[Segmentation mask data]
==========

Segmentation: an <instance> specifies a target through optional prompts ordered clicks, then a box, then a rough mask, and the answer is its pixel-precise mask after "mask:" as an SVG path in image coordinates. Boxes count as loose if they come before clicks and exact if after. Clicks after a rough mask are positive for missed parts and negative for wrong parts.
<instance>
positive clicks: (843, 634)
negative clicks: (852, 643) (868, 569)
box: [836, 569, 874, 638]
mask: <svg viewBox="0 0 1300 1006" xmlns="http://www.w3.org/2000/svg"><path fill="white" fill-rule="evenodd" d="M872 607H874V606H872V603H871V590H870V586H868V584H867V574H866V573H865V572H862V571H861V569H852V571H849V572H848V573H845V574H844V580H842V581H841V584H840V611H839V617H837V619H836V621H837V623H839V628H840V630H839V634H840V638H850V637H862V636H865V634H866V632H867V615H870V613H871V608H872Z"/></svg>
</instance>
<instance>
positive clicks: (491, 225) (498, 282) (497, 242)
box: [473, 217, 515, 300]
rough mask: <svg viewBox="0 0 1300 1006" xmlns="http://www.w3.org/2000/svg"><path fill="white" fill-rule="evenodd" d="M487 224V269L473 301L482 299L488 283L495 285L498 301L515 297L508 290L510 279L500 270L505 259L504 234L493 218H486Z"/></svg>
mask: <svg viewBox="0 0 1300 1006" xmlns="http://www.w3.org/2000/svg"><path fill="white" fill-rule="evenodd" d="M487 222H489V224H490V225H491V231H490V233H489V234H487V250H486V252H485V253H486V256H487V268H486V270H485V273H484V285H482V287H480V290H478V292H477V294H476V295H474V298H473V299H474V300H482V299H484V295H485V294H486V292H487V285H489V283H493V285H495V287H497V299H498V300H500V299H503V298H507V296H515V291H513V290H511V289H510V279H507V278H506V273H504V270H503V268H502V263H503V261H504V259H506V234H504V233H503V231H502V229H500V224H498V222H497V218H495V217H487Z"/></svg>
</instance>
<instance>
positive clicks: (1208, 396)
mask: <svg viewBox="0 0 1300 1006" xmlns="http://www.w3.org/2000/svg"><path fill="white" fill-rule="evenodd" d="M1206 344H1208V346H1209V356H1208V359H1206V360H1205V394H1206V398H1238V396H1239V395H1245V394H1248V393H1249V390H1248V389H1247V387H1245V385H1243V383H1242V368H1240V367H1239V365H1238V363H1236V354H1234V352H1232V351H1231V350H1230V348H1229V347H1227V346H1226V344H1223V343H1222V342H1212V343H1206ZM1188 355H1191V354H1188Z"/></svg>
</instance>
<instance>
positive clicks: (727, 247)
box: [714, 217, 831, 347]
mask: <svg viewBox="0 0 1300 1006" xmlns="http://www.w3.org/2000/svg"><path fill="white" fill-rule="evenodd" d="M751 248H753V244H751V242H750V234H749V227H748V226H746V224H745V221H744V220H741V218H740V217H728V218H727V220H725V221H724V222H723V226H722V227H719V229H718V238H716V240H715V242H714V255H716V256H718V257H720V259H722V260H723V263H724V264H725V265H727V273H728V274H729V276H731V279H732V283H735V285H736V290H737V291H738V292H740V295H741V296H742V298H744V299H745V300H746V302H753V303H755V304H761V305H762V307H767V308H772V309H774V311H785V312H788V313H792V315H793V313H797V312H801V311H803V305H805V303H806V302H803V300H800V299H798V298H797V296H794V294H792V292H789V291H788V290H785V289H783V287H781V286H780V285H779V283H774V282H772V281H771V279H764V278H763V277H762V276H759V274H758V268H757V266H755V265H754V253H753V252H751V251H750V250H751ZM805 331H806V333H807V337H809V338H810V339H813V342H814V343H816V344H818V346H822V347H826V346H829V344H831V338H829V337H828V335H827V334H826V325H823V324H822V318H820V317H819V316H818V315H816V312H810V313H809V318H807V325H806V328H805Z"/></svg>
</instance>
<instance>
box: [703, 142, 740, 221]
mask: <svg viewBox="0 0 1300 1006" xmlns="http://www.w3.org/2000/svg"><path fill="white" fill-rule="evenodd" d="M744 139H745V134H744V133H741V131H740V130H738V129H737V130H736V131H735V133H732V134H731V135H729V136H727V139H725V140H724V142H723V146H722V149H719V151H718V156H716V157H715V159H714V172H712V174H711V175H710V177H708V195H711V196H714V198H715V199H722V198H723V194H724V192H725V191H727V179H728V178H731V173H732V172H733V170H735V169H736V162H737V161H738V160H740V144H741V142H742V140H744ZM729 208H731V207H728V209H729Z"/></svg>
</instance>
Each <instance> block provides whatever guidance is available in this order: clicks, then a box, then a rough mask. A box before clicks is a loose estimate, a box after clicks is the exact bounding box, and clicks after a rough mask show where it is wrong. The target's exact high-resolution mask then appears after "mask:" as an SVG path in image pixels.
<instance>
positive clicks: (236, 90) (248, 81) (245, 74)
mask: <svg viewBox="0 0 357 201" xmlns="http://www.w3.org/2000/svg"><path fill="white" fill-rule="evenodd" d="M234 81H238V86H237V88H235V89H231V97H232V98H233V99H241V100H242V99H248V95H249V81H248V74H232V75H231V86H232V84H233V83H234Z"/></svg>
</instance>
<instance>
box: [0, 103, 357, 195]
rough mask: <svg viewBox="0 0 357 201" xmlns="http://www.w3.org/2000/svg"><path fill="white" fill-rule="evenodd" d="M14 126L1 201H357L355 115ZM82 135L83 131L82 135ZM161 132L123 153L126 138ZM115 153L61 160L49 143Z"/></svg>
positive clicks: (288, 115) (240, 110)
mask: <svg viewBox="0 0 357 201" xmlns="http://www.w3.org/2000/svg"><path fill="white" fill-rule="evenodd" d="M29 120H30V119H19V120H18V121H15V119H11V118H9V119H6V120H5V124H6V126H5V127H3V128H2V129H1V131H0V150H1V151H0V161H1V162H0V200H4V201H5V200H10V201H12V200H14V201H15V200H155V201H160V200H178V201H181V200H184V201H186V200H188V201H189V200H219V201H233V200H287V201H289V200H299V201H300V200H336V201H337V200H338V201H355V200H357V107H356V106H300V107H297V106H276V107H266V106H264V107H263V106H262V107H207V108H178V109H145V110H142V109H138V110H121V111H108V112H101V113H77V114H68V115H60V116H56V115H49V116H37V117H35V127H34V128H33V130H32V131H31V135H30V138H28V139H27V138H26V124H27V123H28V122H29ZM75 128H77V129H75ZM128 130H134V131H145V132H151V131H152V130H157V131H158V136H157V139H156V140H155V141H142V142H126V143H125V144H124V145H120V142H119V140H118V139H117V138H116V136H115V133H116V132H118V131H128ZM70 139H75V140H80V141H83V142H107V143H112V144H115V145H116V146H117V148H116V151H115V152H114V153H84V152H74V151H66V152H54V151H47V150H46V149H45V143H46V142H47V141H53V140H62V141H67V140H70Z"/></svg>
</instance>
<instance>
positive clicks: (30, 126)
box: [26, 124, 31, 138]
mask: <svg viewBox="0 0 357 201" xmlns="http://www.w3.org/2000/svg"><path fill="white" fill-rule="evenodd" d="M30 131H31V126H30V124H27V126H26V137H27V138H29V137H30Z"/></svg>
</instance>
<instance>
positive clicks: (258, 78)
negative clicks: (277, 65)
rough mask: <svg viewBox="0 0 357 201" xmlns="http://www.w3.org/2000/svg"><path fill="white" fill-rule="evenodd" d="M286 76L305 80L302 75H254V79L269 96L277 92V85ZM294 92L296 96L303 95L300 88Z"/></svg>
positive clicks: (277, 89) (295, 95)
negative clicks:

==========

● DESCRIPTION OF THE TASK
Output every line above without altering anything.

● SOLUTION TO THIS EXERCISE
Segmentation: an <instance> specifies a target through optional prompts ordered clicks, then a box, then a rough mask, and the answer is its pixel-precise mask after "mask:" as an SVG path in image coordinates. Boxes count as loose if they come before clicks and exact if after. Clicks after a rough mask are positive for missed parts and negative for wrong parts.
<instance>
positive clicks: (843, 634)
negative clicks: (852, 643) (868, 569)
box: [836, 569, 874, 638]
mask: <svg viewBox="0 0 1300 1006" xmlns="http://www.w3.org/2000/svg"><path fill="white" fill-rule="evenodd" d="M872 607H874V606H872V603H871V590H870V586H868V584H867V574H866V573H865V572H862V571H861V569H852V571H849V572H848V573H845V574H844V580H842V581H841V584H840V611H839V617H837V619H836V621H837V623H839V628H840V630H839V634H840V638H850V637H862V636H865V634H866V632H867V615H870V613H871V608H872Z"/></svg>
</instance>
<instance>
positive clicks: (491, 225) (498, 282) (497, 242)
box: [473, 217, 515, 300]
rough mask: <svg viewBox="0 0 1300 1006" xmlns="http://www.w3.org/2000/svg"><path fill="white" fill-rule="evenodd" d="M487 224V269L473 301L482 299L488 283L495 285L498 301L515 297L508 290L510 279L500 270L505 259L504 234L493 218H486Z"/></svg>
mask: <svg viewBox="0 0 1300 1006" xmlns="http://www.w3.org/2000/svg"><path fill="white" fill-rule="evenodd" d="M487 222H489V224H490V225H491V231H490V233H489V234H487V250H486V252H485V253H486V256H487V268H486V270H485V273H484V285H482V287H480V290H478V292H477V294H476V295H474V298H473V299H474V300H482V299H484V295H485V294H486V292H487V285H489V283H493V285H495V287H497V299H498V300H500V299H503V298H507V296H515V291H513V290H511V289H510V279H507V278H506V273H504V270H503V268H502V263H503V261H504V259H506V234H504V233H503V231H502V229H500V224H498V222H497V218H495V217H487Z"/></svg>
</instance>
<instance>
positive clicks: (1208, 396)
mask: <svg viewBox="0 0 1300 1006" xmlns="http://www.w3.org/2000/svg"><path fill="white" fill-rule="evenodd" d="M1206 344H1208V346H1209V356H1208V359H1206V360H1205V394H1206V398H1238V396H1239V395H1245V394H1248V393H1249V390H1248V389H1247V387H1245V385H1243V383H1242V368H1240V367H1239V365H1238V363H1236V354H1234V352H1232V351H1231V350H1230V348H1229V347H1227V346H1226V344H1223V343H1222V342H1212V343H1206ZM1188 355H1191V354H1188Z"/></svg>
</instance>
<instance>
positive clicks: (727, 247)
box: [714, 217, 831, 347]
mask: <svg viewBox="0 0 1300 1006" xmlns="http://www.w3.org/2000/svg"><path fill="white" fill-rule="evenodd" d="M751 248H753V244H751V242H750V234H749V227H748V226H746V224H745V221H744V220H741V218H740V217H728V218H727V220H725V221H724V222H723V226H722V227H719V229H718V238H716V240H715V242H714V255H716V256H718V257H720V259H722V260H723V263H724V264H725V265H727V273H728V274H729V276H731V279H732V283H735V285H736V290H737V291H738V292H740V295H741V296H742V298H744V299H745V300H746V302H753V303H755V304H761V305H762V307H767V308H772V309H774V311H785V312H788V313H792V315H793V313H797V312H801V311H803V305H805V303H806V302H803V300H800V299H798V298H797V296H794V294H792V292H789V291H788V290H785V289H783V287H781V286H780V285H779V283H774V282H772V281H771V279H764V278H763V277H762V276H759V274H758V268H757V266H755V265H754V253H753V252H751V251H750V250H751ZM805 331H806V333H807V337H809V338H810V339H813V342H814V343H816V344H818V346H822V347H826V346H829V344H831V338H829V337H828V335H827V334H826V325H823V324H822V318H820V317H819V316H818V315H816V312H810V313H809V318H807V325H806V328H805Z"/></svg>
</instance>
<instance>
box: [703, 142, 740, 221]
mask: <svg viewBox="0 0 1300 1006" xmlns="http://www.w3.org/2000/svg"><path fill="white" fill-rule="evenodd" d="M744 139H745V134H744V133H741V131H740V130H738V129H737V130H736V131H735V133H732V134H731V135H729V136H727V139H725V140H724V142H723V146H722V149H719V151H718V156H716V157H715V159H714V172H712V174H711V175H710V177H708V195H711V196H714V198H715V199H722V198H723V194H724V192H725V191H727V179H728V178H731V173H732V172H733V170H735V169H736V162H737V161H738V160H740V144H741V142H742V140H744ZM729 208H731V207H728V209H729Z"/></svg>
</instance>
Each <instance> block provides whatever guidance is available in this order: clicks, then a box, then a rough mask. A box before clicks is a loose estimate, a box after clicks is the exact bounding box, and clicks after a rough mask show where it is wrong. The target's exact high-resolution mask then appears after "mask:" as an SVG path in image pixels.
<instance>
positive clicks: (236, 90) (248, 81) (245, 74)
mask: <svg viewBox="0 0 357 201" xmlns="http://www.w3.org/2000/svg"><path fill="white" fill-rule="evenodd" d="M234 81H238V86H237V88H235V89H231V97H232V98H233V99H241V100H242V99H248V95H249V81H248V74H232V75H231V86H232V84H233V83H234Z"/></svg>
</instance>
<instance>
box: [0, 103, 357, 195]
rough mask: <svg viewBox="0 0 357 201" xmlns="http://www.w3.org/2000/svg"><path fill="white" fill-rule="evenodd" d="M14 126L1 201H357L355 115ZM82 135L83 131L82 135ZM161 132L123 153L126 138ZM115 153L61 160L49 143Z"/></svg>
positive clicks: (288, 115) (240, 110)
mask: <svg viewBox="0 0 357 201" xmlns="http://www.w3.org/2000/svg"><path fill="white" fill-rule="evenodd" d="M29 120H30V119H19V120H18V121H15V119H11V118H9V119H6V120H5V124H6V126H5V127H3V128H2V129H1V131H0V150H1V151H0V161H1V162H0V200H4V201H5V200H10V201H12V200H14V201H15V200H155V201H160V200H178V201H181V200H184V201H186V200H188V201H189V200H219V201H233V200H287V201H289V200H299V201H300V200H336V201H337V200H338V201H355V200H357V107H356V106H300V107H297V106H276V107H266V106H264V107H263V106H262V107H207V108H178V109H145V110H142V109H138V110H121V111H108V112H101V113H77V114H68V115H60V116H56V115H49V116H37V117H35V127H34V128H33V130H32V131H31V135H30V138H28V139H27V138H26V124H27V123H28V122H29ZM75 128H77V129H75ZM128 130H134V131H145V132H151V131H152V130H157V131H158V136H157V139H156V140H155V141H142V142H126V143H125V144H124V145H120V142H119V140H118V139H117V138H116V136H115V133H116V132H118V131H128ZM70 139H75V140H80V141H83V142H107V143H112V144H115V145H116V146H117V148H116V151H115V152H114V153H84V152H74V151H66V152H54V151H47V150H46V149H45V143H46V142H47V141H53V140H62V141H67V140H70Z"/></svg>
</instance>
<instance>
positive clicks: (30, 126)
box: [26, 124, 31, 138]
mask: <svg viewBox="0 0 357 201" xmlns="http://www.w3.org/2000/svg"><path fill="white" fill-rule="evenodd" d="M30 131H31V126H30V124H27V126H26V137H27V138H29V137H30Z"/></svg>
</instance>
<instance>
positive clicks: (258, 78)
negative clicks: (277, 65)
rough mask: <svg viewBox="0 0 357 201" xmlns="http://www.w3.org/2000/svg"><path fill="white" fill-rule="evenodd" d="M286 76L305 80L302 75H254V79L269 96L277 92V85ZM294 92L296 96L303 95L300 88Z"/></svg>
positive clicks: (277, 89) (295, 95)
negative clicks:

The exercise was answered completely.